▶ **What the exercise asks**
Repeat every row below word for word, leaving none out.

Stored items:
-----

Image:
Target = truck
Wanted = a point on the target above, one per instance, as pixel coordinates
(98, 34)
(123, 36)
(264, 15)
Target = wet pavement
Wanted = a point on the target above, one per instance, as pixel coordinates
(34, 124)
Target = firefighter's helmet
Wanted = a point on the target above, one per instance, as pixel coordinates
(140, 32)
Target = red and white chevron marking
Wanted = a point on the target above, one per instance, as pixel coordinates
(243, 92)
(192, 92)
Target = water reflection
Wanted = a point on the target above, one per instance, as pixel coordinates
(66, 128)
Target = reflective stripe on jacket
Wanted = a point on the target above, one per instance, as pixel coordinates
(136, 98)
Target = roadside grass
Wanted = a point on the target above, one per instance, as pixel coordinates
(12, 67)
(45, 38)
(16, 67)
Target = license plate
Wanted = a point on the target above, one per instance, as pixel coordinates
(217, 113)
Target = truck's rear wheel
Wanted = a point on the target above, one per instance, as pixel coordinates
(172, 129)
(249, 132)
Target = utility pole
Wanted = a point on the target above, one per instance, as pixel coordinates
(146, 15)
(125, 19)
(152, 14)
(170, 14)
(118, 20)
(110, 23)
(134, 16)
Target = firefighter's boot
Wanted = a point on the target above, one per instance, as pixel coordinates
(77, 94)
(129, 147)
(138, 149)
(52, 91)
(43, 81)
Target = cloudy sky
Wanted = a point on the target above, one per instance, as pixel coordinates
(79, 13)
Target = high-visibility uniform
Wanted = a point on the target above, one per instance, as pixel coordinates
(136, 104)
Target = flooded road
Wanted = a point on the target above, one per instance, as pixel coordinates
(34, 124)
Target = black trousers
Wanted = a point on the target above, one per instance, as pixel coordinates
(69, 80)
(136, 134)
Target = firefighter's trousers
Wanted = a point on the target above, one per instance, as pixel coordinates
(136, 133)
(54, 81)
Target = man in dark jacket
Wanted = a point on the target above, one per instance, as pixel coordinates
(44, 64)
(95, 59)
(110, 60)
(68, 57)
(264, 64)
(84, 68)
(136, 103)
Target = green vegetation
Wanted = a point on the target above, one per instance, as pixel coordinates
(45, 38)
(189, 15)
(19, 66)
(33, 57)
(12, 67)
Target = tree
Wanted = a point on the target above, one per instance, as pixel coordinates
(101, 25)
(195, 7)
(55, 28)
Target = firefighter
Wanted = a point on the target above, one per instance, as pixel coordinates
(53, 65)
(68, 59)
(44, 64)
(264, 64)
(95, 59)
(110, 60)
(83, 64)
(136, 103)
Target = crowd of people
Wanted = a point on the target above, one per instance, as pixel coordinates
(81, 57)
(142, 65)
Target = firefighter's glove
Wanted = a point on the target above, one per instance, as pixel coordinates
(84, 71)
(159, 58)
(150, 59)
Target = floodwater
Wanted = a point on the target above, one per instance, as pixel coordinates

-----

▶ **The reply**
Image:
Target = truck
Wanted = a point on the target above, one per instance, as pixel coordinates
(98, 34)
(123, 36)
(264, 15)
Target = wet pavement
Wanted = a point on the target above, one per instance, as pixel coordinates
(34, 124)
Target = firefighter's helmet
Wanted = a point on the target above, one per instance, as pixel coordinates
(140, 32)
Target = red and white chevron marking
Wanted = a point on the target above, one per instance, as pixel coordinates
(243, 92)
(192, 92)
Target = water reflection
Wanted = a point on the target above, one per instance, as pixel coordinates
(66, 128)
Target = reflective stripe on jacket
Wanted = a point on the target above, one per instance, as pixel coordinates
(136, 98)
Target = roadside grass
Wanted = a point on the target above, one per instance, as pixel coordinates
(12, 67)
(45, 38)
(16, 67)
Target = license plate
Wanted = a point on the target above, one per instance, as pixel coordinates
(217, 113)
Target = truck's rear wheel
Wanted = a point on the target above, one per instance, as pixel coordinates
(172, 129)
(249, 132)
Target = utility pole
Wanted = a point on the target above, one per instance, as pixel coordinates
(146, 15)
(125, 19)
(152, 14)
(170, 14)
(118, 20)
(110, 23)
(134, 16)
Target = firefighter's boot
Wanted = a point on the target above, one per instance, as pixel coordinates
(77, 94)
(129, 147)
(138, 149)
(52, 91)
(43, 81)
Target = cloudy sky
Wanted = a point on the target above, one per instance, as pixel coordinates
(79, 13)
Target = high-visibility uniform
Wanted = a point on the target above, one per instance, as pixel coordinates
(136, 104)
Target = flooded road
Wanted = a point on the target above, one per instance, as pixel coordinates
(34, 124)
Target = black trousers
Wanted = a point on the target above, one per instance, as pixel coordinates
(69, 80)
(136, 134)
Target = firefighter's trousers
Wanted = a point on the target above, one per instance, as pixel coordinates
(136, 133)
(54, 81)
Target = man in dark jacket
Wanted = a point on the target above, one per instance, as pixel coordinates
(44, 64)
(95, 59)
(110, 60)
(68, 57)
(264, 64)
(84, 68)
(136, 103)
Target = green vegetation
Wanted = a point on the target above, one per instance, as pixel coordinates
(45, 38)
(189, 15)
(19, 66)
(33, 57)
(12, 67)
Target = tree
Wanted = a point on the target above, one per instance, as pixel coordinates
(101, 25)
(195, 7)
(55, 28)
Target = firefighter
Wanted = a point on the target above, one per instance, as pixel coordinates
(53, 65)
(68, 59)
(44, 64)
(264, 64)
(95, 59)
(110, 60)
(83, 64)
(136, 103)
Target = crowd of people
Wanted = a point on the target above, one per instance, as pixel coordinates
(81, 57)
(142, 65)
Target = firefighter's glove
Wanted = a point on the target above, one per instance, as pixel coordinates
(84, 71)
(159, 58)
(150, 59)
Target = floodwater
Wanted = a point on the target above, one per instance, as pixel coordinates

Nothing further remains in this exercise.